Transcribe each of the items below, line for line, with no changes.

____________________

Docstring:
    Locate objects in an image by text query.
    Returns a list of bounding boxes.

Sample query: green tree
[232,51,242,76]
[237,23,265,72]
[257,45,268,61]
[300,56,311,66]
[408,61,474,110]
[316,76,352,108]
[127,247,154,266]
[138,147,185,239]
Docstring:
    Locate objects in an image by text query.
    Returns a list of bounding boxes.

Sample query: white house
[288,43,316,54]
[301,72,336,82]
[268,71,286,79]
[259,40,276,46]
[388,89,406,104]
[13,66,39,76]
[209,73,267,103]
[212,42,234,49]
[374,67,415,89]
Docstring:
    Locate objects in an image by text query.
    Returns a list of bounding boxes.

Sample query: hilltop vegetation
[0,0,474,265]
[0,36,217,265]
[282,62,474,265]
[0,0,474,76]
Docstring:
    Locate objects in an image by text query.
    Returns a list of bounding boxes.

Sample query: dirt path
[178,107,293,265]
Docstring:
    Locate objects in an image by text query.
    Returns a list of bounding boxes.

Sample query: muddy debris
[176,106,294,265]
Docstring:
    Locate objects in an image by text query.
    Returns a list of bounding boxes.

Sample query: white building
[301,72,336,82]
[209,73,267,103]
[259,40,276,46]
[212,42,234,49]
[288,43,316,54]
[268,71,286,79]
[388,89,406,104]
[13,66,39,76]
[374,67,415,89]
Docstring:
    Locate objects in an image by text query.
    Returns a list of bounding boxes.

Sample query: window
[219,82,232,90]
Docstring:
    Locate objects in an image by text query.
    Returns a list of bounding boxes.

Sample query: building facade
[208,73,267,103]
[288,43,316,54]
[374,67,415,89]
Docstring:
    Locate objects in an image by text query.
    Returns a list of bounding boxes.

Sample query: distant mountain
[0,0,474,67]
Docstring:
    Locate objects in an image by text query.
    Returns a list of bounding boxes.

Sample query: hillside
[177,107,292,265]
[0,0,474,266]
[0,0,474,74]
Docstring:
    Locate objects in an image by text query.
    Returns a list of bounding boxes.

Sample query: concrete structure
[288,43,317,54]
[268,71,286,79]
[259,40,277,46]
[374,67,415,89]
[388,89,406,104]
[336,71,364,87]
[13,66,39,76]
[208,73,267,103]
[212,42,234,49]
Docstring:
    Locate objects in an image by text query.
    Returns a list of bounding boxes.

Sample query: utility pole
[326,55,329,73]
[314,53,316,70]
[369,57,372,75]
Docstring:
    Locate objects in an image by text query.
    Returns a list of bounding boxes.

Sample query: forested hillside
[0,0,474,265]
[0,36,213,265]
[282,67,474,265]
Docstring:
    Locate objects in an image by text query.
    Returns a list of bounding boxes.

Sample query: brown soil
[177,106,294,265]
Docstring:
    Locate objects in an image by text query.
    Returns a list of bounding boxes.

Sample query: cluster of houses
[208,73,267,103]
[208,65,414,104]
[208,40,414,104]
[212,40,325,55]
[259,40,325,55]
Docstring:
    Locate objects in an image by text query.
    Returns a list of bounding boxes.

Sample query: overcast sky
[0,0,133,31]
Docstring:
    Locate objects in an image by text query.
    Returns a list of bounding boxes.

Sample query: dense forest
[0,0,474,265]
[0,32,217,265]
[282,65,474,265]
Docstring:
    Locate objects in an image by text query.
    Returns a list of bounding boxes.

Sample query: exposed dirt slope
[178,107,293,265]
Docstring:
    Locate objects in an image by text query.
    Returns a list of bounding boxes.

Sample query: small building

____________________

__WRITTEN ANSWER__.
Docstring:
    Locate objects in an image by text query.
    Returns a list of bounding boxes.

Sample query: green tree
[232,51,242,76]
[237,23,265,72]
[257,45,268,61]
[300,56,311,66]
[408,61,474,110]
[316,76,352,108]
[127,247,154,266]
[138,147,185,239]
Docstring:
    Locate objects in an image by text query.
    Returns a list of bounding boxes.

Sample query: white house
[288,43,316,54]
[301,72,336,82]
[268,71,286,79]
[259,40,276,46]
[388,89,406,104]
[13,66,39,76]
[209,73,267,103]
[212,42,234,49]
[374,67,415,89]
Docstring:
    Locate objects in an image by text query.
    Returns a list of bounding boxes.

Sample query: hilltop vegetation
[0,0,474,265]
[0,36,217,265]
[282,62,474,265]
[0,0,474,76]
Docstring:
    Locate objects in an image by text query.
    Returns a list of bounding boxes.

Sample query: dirt path
[178,107,293,265]
Docstring:
    Locate objects in an image by text query.
    Returns a list of bounding boxes.

Sample query: muddy debris
[176,106,294,265]
Docstring:
    Locate objects in an image by text query.
    Returns a list of bounding boxes.

Sample query: white building
[301,72,336,82]
[209,73,267,103]
[259,40,276,46]
[212,42,234,49]
[288,43,316,54]
[268,71,286,79]
[388,89,406,104]
[13,66,39,76]
[374,67,415,89]
Docstring:
    Locate objects in an image by text query.
    Returns a list of bounding boxes.

Sample query: window
[219,82,232,90]
Docstring:
    Locate objects in an image by text query.
    Returns a list of bounding boxes.

Sample query: building facade
[208,73,267,103]
[288,43,316,54]
[374,67,415,89]
Docstring:
    Locate objects in an image by text query.
    Returns a list of bounding boxes.

Sample query: distant mountain
[0,0,474,67]
Docstring:
    Locate objects in an image by text query.
    Returns a list of bounding boxes.

Sample query: hillside
[177,107,292,265]
[0,0,474,266]
[0,0,474,74]
Docstring:
    Locate objects in an image by text query.
    Returns a list of bounding boxes.

Sample query: concrete structure
[288,43,317,54]
[268,71,286,79]
[259,40,277,46]
[374,67,415,89]
[388,89,406,104]
[336,71,364,87]
[13,66,39,76]
[208,73,267,103]
[212,42,234,49]
Docstring:
    Locate objects in an image by text query.
    Returns a list of bounding boxes.

Sample query: utility pole
[326,55,329,73]
[314,53,316,70]
[369,57,372,75]
Docstring:
    Locate objects in an image by text query.
    Returns a list of bounding boxes.

Sample query: forested hillside
[0,0,474,265]
[0,36,213,265]
[282,67,474,265]
Docstring:
    Locate objects in an image by text query.
    Returns a list of bounding boxes.

Sample query: brown soil
[177,106,294,265]
Docstring:
    Locate objects in an image by text query.
    Returns a list of bounding boxes.

Sample query: cluster of houses
[208,73,267,103]
[208,65,414,104]
[208,40,414,104]
[212,40,325,55]
[259,40,325,55]
Docstring:
    Locate objects in an image by text query.
    Returns a list of bounding boxes.

Sample query: overcast sky
[0,0,133,31]
Docstring:
    Locate objects in an image by text query.
    Returns a list of bounding boxes.

Sample query: dense forest
[0,0,474,265]
[0,32,217,265]
[282,65,474,265]
Docstring:
    Locate objects in an image by text query.
    Returns a list of bounding boxes.

Sample query: exposed dirt slope
[178,107,293,265]
Docstring:
    Locate objects in an image by text query.
    Returns a list of bounding boxes.

Sample query: small building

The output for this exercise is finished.